* [PROBLEM STATEMENT]: Return exactly the final stretch of the records below, opening with the line that contains "My project requires locating the white tensile" and closing with the last line.

── THE RECORDS

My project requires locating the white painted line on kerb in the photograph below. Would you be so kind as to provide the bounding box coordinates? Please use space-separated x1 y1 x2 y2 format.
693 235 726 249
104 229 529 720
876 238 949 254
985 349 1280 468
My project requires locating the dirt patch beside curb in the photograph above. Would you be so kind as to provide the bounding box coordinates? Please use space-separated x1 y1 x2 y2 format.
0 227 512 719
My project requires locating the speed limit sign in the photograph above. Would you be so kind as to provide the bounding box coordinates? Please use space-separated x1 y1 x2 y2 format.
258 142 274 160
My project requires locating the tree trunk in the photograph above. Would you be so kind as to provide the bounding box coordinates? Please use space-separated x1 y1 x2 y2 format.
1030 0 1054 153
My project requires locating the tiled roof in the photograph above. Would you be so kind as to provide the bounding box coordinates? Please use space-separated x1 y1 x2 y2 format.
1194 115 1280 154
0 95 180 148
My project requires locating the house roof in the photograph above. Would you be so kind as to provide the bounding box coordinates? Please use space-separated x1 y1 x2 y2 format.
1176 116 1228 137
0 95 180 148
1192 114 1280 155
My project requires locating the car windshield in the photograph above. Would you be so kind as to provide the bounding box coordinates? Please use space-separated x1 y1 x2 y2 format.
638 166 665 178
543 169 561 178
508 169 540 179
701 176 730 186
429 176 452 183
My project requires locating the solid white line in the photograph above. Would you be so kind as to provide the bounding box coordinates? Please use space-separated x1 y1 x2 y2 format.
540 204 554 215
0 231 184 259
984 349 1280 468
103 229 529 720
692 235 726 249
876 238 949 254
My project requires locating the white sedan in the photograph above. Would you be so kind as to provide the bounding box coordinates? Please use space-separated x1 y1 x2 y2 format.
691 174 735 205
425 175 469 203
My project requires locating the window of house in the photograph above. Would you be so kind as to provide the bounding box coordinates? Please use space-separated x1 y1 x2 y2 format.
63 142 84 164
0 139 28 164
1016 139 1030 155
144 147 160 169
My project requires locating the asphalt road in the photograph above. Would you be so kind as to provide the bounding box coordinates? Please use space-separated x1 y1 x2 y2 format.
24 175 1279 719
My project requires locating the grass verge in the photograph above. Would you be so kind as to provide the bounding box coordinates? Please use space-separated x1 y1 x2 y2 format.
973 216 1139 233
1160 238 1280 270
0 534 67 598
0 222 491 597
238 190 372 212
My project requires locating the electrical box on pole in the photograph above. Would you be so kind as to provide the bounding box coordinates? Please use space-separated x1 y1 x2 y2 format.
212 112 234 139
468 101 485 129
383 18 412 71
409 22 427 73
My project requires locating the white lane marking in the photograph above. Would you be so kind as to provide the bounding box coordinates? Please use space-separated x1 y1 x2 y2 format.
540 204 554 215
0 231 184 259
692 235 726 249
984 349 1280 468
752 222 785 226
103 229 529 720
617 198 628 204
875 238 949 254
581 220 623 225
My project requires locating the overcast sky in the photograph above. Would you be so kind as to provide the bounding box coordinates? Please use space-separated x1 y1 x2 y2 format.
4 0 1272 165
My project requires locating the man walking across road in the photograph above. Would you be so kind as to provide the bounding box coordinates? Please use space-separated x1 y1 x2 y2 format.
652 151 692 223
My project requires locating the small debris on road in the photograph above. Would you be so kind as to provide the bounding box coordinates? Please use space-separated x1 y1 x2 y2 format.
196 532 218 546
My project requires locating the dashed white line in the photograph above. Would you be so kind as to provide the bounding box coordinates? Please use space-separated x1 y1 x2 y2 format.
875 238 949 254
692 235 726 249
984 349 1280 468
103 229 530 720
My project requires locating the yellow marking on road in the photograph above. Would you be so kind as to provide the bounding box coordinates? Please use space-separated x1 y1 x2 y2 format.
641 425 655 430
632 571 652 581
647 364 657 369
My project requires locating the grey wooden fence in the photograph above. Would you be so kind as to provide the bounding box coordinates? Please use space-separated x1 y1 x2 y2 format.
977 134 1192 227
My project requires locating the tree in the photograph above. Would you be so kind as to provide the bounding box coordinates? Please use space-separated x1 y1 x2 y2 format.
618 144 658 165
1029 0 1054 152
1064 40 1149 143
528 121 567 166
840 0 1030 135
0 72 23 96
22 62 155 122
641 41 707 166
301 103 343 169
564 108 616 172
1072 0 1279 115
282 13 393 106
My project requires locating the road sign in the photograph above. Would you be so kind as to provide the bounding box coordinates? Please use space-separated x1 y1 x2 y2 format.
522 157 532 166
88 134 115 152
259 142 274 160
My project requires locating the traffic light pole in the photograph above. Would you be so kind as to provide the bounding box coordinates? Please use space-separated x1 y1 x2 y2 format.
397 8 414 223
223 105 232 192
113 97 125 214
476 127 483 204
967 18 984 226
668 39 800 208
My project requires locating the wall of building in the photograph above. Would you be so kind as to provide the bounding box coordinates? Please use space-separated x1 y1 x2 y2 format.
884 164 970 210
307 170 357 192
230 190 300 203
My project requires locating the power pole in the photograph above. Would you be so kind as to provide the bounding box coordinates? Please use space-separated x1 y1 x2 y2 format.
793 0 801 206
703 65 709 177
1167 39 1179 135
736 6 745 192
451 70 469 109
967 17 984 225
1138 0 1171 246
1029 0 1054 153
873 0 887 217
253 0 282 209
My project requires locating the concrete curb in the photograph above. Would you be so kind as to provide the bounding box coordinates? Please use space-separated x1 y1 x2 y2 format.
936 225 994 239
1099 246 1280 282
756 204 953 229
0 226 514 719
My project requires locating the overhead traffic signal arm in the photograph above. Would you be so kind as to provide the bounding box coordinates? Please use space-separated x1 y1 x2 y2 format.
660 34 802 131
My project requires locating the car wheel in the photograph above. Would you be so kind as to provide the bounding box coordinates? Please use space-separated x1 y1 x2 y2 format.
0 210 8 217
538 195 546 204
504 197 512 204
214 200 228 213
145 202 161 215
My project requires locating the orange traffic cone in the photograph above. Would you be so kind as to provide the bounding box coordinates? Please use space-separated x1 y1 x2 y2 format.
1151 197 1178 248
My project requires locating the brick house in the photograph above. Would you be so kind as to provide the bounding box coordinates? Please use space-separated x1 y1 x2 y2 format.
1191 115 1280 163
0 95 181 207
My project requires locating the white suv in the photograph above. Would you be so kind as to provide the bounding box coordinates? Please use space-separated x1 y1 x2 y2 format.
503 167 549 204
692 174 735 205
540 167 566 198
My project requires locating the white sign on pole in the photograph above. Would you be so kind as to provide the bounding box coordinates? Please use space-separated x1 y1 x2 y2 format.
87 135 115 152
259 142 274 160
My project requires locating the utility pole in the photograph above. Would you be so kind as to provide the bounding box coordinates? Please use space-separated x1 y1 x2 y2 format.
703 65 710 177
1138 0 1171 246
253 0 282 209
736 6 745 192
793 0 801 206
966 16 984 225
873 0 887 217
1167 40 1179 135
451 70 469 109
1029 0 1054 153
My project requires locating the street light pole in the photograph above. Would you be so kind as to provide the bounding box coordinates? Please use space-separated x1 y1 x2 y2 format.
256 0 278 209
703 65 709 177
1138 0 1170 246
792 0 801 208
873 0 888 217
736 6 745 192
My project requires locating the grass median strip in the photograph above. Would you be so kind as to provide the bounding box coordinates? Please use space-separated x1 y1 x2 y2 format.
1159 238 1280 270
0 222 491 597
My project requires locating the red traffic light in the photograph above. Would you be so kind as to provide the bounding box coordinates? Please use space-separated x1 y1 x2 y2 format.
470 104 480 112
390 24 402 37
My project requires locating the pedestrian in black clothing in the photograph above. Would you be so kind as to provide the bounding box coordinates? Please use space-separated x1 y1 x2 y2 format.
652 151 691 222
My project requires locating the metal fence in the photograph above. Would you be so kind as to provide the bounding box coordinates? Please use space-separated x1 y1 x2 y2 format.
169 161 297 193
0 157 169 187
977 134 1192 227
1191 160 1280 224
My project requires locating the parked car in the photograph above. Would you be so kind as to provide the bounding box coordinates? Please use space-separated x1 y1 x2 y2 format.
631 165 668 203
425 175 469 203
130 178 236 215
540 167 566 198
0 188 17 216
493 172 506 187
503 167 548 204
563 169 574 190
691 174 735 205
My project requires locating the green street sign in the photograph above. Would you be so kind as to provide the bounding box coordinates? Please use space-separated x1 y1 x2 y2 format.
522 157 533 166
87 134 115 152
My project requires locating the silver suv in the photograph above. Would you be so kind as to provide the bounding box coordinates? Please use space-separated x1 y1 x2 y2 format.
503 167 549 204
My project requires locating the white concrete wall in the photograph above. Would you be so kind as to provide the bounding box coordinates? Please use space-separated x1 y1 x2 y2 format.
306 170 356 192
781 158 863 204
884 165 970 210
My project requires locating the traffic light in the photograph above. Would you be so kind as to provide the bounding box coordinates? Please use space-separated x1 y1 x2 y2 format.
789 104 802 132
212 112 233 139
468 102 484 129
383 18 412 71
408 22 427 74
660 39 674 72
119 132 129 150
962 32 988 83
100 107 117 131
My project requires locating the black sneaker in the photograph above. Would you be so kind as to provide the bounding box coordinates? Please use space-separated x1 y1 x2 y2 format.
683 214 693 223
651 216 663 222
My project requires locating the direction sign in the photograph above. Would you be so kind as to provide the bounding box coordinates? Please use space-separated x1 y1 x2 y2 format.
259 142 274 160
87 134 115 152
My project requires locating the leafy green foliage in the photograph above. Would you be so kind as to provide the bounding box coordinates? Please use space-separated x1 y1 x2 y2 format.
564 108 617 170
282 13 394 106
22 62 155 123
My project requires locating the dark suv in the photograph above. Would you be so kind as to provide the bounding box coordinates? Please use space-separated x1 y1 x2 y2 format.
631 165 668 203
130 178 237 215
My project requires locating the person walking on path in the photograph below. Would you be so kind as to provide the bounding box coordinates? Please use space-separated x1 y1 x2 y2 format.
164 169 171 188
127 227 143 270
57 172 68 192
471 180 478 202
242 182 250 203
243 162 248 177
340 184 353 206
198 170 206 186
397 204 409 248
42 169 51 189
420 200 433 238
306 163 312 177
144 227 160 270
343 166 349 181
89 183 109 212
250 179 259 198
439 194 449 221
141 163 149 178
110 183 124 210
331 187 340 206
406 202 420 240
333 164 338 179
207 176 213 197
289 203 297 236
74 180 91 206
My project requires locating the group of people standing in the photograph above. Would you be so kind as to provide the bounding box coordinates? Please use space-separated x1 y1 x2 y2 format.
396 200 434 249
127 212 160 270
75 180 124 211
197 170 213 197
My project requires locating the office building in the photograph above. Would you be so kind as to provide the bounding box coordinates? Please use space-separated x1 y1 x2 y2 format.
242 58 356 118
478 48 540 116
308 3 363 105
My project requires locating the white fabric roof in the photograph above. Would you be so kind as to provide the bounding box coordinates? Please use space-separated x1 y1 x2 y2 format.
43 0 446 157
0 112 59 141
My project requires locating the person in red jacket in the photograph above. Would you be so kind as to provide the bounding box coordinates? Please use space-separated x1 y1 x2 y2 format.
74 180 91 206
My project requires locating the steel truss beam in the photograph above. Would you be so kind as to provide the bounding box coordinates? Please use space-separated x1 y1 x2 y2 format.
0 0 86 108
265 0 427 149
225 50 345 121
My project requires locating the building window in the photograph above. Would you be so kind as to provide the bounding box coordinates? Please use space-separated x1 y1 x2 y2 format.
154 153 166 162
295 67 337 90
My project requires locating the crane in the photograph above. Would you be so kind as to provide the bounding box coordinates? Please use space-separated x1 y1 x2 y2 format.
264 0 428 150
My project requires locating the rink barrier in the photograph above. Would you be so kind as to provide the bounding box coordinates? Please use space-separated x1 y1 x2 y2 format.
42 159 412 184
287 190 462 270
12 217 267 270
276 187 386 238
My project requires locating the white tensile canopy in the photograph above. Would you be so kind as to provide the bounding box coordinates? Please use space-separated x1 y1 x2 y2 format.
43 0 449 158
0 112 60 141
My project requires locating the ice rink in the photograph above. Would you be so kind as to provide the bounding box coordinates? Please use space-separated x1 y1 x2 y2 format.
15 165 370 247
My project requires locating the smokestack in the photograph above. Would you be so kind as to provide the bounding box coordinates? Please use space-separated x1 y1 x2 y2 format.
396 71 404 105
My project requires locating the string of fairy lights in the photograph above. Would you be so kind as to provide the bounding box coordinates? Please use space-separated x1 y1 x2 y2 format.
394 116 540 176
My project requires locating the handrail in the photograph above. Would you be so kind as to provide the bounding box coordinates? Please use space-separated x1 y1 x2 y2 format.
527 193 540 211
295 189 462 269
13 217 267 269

────

* [TASK SOLUTION]:
My project requires locating the white tensile canopy in the photograph above. Would you be so kind as to provide the bounding box coordinates? Please use space-separated x1 y1 x2 y2 format.
43 0 449 158
0 112 60 141
My project requires locating the ice rink in the photograph above. Would you be so kind as to provide the bounding box coordinates? Please use space-separated x1 y1 x2 y2 format.
15 165 370 247
My project requires locating the smokestack in the photograph above. Would you be so kind as to provide the bounding box coordinates? Please use space-separated x1 y1 x2 y2 format.
396 71 404 105
My project requires locating the string of fairy lights in the photograph above. Would you be so kind as to provide the bounding box coordinates? Please use space-separated x1 y1 x2 y2 format.
394 116 540 176
My project requires locating the handrail in the photograph above. Would you be so kind as to provide the bounding box coordinates? Please use space-separated x1 y1 x2 y2 format.
527 193 540 211
295 189 462 269
13 217 267 269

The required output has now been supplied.